**Direction a:** Below, in the listing, find the line containing "Thanks for the photo. Could you please mark the neck" and copy that line and every line after it, to the final line of the listing, word for word.

**Text excerpt:**
2013-01-28 Thread Maxime Boissonneault

Hello,
I am doing checkpointing tests (with BLCR) with an MPI application 
compiled with OpenMPI 1.6.3, and I am seeing behaviors that are quite 
strange.


First, some details about the tests :
- The only filesystem available on the nodes are 1) one tmpfs, 2) one 
lustre shared filesystem (tested to be able to provide ~15GB/s for 
writing and support ~40k IOPs).
- The job was running with 8 or 16 MPI ranks on nodes with 8 cores (1 or 
2 nodes). Each MPI rank was using approximately 200MB of memory.
- I was doing checkpoints with ompi-checkpoint and restarting with 
ompi-restart.

- I was starting with mpirun -am ft-enable-cr
- The nodes are monitored by ganglia, which allows me to see the number 
of IOPs and the read/write speed on the filesystem.


I tried a few different mca settings, but I consistently observed that :
- The checkpoints lasted ~4-5 minutes each time
- During checkpoint, each node (8 ranks) was doing ~500 IOPs, and 
writing at ~15MB/s.

**Direction b:** Rewrite the part of the checkpointing post above that opens with the words containing "- I was starting" and closes with "writing at ~15MB/s.", swapping "ganglia" for "Nagios".

**Dataset content:**
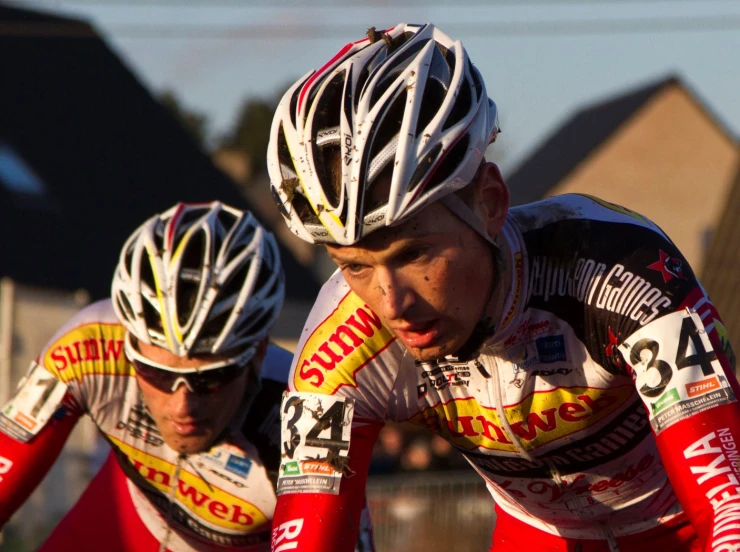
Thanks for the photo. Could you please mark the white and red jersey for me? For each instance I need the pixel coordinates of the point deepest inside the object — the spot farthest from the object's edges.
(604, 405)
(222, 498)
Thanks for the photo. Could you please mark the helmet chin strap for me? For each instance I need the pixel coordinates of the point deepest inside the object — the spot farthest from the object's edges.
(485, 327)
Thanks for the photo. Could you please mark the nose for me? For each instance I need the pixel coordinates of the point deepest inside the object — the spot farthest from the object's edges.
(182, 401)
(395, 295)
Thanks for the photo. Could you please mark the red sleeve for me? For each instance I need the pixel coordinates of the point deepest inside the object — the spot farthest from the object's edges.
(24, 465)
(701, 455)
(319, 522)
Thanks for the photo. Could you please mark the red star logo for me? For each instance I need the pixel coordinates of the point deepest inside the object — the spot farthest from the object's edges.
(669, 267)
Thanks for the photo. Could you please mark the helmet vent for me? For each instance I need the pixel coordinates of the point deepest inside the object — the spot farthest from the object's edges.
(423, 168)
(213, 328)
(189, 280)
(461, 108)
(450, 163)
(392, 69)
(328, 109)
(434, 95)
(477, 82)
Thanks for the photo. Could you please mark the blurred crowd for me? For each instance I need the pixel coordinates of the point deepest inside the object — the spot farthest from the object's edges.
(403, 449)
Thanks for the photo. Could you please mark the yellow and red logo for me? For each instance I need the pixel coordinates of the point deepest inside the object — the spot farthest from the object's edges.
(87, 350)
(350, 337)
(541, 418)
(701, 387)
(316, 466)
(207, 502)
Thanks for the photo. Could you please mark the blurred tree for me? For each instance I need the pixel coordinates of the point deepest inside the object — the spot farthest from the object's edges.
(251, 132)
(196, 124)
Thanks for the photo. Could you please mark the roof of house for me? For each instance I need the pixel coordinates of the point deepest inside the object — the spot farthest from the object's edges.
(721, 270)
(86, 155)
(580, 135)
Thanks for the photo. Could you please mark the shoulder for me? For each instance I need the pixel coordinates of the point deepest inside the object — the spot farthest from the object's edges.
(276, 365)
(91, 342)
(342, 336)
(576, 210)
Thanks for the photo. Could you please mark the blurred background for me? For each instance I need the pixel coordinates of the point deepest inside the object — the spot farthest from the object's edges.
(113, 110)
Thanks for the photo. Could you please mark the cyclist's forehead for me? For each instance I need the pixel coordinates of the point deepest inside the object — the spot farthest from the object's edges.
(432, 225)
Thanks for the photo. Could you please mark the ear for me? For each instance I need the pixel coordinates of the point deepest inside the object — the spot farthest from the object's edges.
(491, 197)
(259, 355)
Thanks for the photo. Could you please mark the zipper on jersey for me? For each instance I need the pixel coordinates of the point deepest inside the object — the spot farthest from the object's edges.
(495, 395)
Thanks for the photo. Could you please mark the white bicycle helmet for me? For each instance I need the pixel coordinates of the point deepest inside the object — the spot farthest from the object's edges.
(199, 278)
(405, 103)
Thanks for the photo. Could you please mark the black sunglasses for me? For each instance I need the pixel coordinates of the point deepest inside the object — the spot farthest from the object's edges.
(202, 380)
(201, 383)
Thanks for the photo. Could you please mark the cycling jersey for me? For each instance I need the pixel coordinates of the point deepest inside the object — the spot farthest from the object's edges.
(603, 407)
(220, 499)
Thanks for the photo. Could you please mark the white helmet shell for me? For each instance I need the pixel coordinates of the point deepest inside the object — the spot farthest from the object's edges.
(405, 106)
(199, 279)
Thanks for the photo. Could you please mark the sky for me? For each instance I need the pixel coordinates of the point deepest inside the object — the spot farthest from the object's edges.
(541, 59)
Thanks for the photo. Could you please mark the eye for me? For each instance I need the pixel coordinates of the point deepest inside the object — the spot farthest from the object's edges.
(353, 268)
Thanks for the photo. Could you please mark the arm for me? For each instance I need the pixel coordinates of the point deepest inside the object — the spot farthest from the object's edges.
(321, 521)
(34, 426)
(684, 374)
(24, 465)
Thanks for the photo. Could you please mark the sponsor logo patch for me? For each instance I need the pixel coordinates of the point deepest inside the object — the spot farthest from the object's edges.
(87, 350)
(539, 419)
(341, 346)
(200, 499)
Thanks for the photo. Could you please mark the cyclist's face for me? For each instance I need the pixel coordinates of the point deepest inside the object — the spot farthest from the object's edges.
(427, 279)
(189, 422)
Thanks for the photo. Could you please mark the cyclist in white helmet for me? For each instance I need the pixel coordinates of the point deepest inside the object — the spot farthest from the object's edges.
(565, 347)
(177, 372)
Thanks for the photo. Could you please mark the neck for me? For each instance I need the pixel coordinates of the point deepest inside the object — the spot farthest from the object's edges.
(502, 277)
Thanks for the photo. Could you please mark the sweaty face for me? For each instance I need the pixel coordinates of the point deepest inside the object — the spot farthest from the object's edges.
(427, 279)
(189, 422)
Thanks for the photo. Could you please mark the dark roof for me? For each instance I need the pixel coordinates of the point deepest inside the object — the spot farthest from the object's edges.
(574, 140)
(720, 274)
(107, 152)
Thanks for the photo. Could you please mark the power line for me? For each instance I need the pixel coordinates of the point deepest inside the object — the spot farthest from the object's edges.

**Full output a:**
Thanks for the photo. Could you please mark the neck for me? For each instance I need the pixel coordinates of the point deepest inside the object — the spot farthest from the object's edges.
(502, 277)
Thanks for the photo. Could you please mark the sweaty face for me? For each instance I need the pixel coordinates of the point deepest inside the object — the spot farthest from the object's edges.
(427, 279)
(189, 422)
Thanks for the photo. Could you please mark the dark roof for me? For each instance I need the pixel coordinates of the point deepest inside the object — the spot farthest from the object's edges.
(574, 140)
(720, 274)
(107, 152)
Thanks for the photo. Could you please mark the power line for me? For each instance I need the pixel coordinates of the point deepest inside the object — the spot farthest from the object's edges.

**Full output b:**
- I was starting with mpirun -am ft-enable-cr
- The nodes are monitored by Nagios, which allows me to see the number 
of IOPs and the read/write speed on the filesystem.


I tried a few different mca settings, but I consistently observed that :
- The checkpoints lasted ~4-5 minutes each time
- During checkpoint, each node (8 ranks) was doing ~500 IOPs, and 
writing at ~15MB/s.